▸ Prompt: Copy the line with "Mark the illuminated" and all lines following it through the last line of the entries, exactly as written.

Collected data:
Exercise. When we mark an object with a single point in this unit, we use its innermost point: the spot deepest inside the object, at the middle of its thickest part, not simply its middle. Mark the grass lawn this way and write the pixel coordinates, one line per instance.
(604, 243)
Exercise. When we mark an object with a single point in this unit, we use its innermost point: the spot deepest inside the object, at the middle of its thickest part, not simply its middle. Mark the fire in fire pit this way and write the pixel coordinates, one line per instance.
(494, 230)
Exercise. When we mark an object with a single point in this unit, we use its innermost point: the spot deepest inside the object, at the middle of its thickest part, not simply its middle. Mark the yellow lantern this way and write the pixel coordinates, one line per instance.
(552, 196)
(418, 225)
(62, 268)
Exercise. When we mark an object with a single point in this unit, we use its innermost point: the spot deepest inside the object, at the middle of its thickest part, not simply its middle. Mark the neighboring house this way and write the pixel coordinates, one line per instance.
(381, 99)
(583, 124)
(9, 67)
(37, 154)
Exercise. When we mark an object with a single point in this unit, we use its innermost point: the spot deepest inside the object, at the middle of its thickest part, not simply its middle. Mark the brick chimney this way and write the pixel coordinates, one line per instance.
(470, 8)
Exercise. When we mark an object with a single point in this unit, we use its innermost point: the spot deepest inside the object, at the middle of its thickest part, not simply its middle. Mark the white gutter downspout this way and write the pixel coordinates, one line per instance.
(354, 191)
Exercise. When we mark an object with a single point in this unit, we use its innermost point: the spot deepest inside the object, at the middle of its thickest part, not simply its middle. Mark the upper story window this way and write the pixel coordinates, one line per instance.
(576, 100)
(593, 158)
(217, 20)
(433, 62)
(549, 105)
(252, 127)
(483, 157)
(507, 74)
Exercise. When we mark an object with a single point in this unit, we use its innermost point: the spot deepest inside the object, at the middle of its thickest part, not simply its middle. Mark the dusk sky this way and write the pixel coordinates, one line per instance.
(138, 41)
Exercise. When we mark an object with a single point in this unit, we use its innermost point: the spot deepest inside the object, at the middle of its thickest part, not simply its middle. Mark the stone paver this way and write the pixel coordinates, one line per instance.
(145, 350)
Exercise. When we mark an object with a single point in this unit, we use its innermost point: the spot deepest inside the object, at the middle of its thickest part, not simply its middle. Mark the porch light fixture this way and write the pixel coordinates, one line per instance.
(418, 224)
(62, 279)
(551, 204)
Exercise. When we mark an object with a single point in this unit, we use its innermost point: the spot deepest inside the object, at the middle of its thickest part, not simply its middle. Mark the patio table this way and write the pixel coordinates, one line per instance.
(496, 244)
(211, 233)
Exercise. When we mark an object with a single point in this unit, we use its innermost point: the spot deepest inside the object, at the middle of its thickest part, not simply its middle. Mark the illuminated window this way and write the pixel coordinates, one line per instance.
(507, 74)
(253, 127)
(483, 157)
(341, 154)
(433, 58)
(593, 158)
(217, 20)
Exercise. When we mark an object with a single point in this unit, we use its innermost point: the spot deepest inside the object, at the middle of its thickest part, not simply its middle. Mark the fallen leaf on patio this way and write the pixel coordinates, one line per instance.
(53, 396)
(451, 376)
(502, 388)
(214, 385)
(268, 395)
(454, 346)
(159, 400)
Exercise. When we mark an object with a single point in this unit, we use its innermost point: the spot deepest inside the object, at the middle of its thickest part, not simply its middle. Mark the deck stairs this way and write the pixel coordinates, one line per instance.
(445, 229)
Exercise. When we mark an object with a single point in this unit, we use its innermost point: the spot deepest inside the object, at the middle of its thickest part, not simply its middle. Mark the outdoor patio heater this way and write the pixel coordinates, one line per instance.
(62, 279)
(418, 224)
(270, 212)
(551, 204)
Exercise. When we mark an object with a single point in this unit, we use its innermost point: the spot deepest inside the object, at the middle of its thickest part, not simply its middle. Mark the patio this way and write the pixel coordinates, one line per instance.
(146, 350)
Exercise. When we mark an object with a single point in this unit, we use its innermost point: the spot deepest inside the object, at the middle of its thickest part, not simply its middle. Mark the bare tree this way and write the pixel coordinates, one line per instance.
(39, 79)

▸ Full answer:
Exercise. When we mark an object with a single point in this unit, we use its innermost point: the spot deepest inside the object, at the middle of its thickest part, not simply its middle. Mark the illuminated window this way and write the pixel coordinates, one line per instance.
(507, 74)
(253, 127)
(483, 157)
(341, 154)
(433, 58)
(593, 158)
(217, 20)
Exercise. When we mark an object with a single point in this unit, we use its innermost point: the spot deepest inside the object, at the middle of its thickest part, not simply its middle. Mark the fallen leaf on patio this way and write the pixel coordinates, one line per instance.
(53, 396)
(451, 376)
(502, 388)
(214, 385)
(268, 395)
(454, 346)
(159, 400)
Exercise. When we mark an object with a single point in this unit, we use its innermost point: the spot deepest inside the object, at the middle of its thickest part, not simply its middle. Mark the deck stairs this way and write the pixel coordinates, one line per instance.
(445, 229)
Exercise. When we mark an object with a single point in this unit, we use its innermost point: the spot deepest inside the object, at the middle of its thickest part, not simply its middle. Mark the outdoor patio heater this way and write the pixel coordinates, one line per instance.
(62, 279)
(418, 224)
(270, 212)
(551, 204)
Exercise. When we mark an object with a single point in this unit, we use its innermost point: the spot deepest inside the object, at the middle of its thickest part, not simply its middle. Mark the patio this way and write the pixel coordinates, one line per instance.
(146, 350)
Exercise. When we mark an object with a single point in this unit, we use its innermost point: the spot deepest inside the object, at the middle of its thickest part, not simply its middle. Mark the bare tree this way and write the pixel coordinates, one line per instance.
(39, 79)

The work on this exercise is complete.